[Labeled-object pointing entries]
------

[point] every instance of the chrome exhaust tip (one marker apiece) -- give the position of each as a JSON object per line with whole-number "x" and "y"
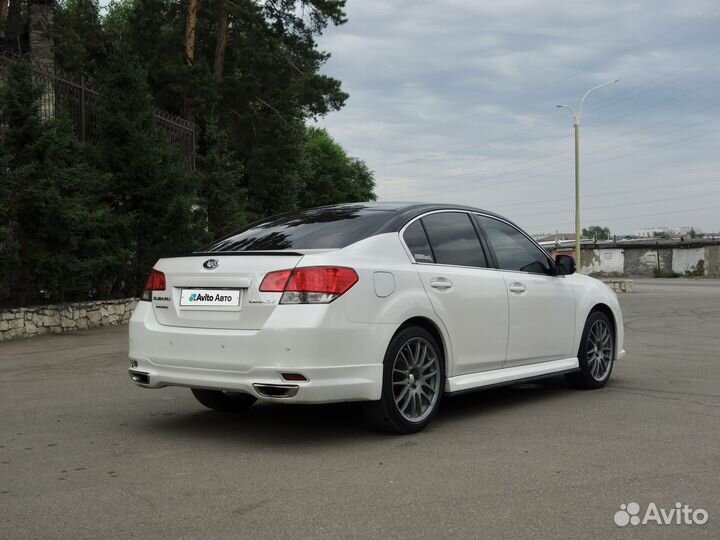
{"x": 139, "y": 377}
{"x": 276, "y": 390}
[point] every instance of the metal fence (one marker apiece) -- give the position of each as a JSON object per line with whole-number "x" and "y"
{"x": 79, "y": 99}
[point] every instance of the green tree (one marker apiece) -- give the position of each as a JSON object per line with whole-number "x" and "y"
{"x": 80, "y": 42}
{"x": 329, "y": 175}
{"x": 222, "y": 193}
{"x": 597, "y": 233}
{"x": 54, "y": 220}
{"x": 256, "y": 69}
{"x": 149, "y": 188}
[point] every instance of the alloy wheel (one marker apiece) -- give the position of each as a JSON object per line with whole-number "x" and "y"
{"x": 416, "y": 379}
{"x": 600, "y": 350}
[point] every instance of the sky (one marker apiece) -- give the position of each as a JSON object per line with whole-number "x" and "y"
{"x": 455, "y": 101}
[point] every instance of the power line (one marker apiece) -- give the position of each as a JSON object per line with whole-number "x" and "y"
{"x": 591, "y": 195}
{"x": 626, "y": 115}
{"x": 483, "y": 172}
{"x": 468, "y": 187}
{"x": 647, "y": 201}
{"x": 534, "y": 91}
{"x": 633, "y": 216}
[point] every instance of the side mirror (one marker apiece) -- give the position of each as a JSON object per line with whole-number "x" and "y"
{"x": 564, "y": 265}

------

WHAT TO PRODUCE: Rewrite all of the entries above, changing each "instance" to "occurrence" and leaving everything else unchanged. Leave the pictures out of your answer.

RESPONSE BELOW:
[point] every occurrence of the chrome exhaust tip (one marker apiece) -- give the position of each as a JSON object per line with whole-number "x" and "y"
{"x": 139, "y": 377}
{"x": 276, "y": 390}
[point] every occurrence of the metal fence (one marker apiece) -- give the position of each as a JSON object per line with whole-number "x" and "y"
{"x": 79, "y": 99}
[point] every occurrence of the green tree (one marker apiece) -- give the position of each as a JSON object per line with whole-number "x" and "y"
{"x": 80, "y": 42}
{"x": 329, "y": 175}
{"x": 222, "y": 193}
{"x": 597, "y": 233}
{"x": 54, "y": 220}
{"x": 256, "y": 69}
{"x": 149, "y": 188}
[point] every occurrence of the alloy wheel (one marker apiece) -- give the position of each as a JSON object per line with whole-number "x" and "y"
{"x": 416, "y": 379}
{"x": 600, "y": 350}
[point] every occurrence of the sky (one marker apiece) -- give the position of each as a JSON object per line with whole-number "x" and "y"
{"x": 455, "y": 101}
[point] every occurrence of the power line (one marker apiece) -- give the position of each as a JSON object per line with whole-number "x" and "y"
{"x": 591, "y": 195}
{"x": 626, "y": 115}
{"x": 483, "y": 172}
{"x": 468, "y": 187}
{"x": 647, "y": 201}
{"x": 534, "y": 91}
{"x": 633, "y": 216}
[point] every occurrence of the side mirror (one marker apiece) -- give the position of each as a JSON object per line with whole-number "x" and "y"
{"x": 564, "y": 265}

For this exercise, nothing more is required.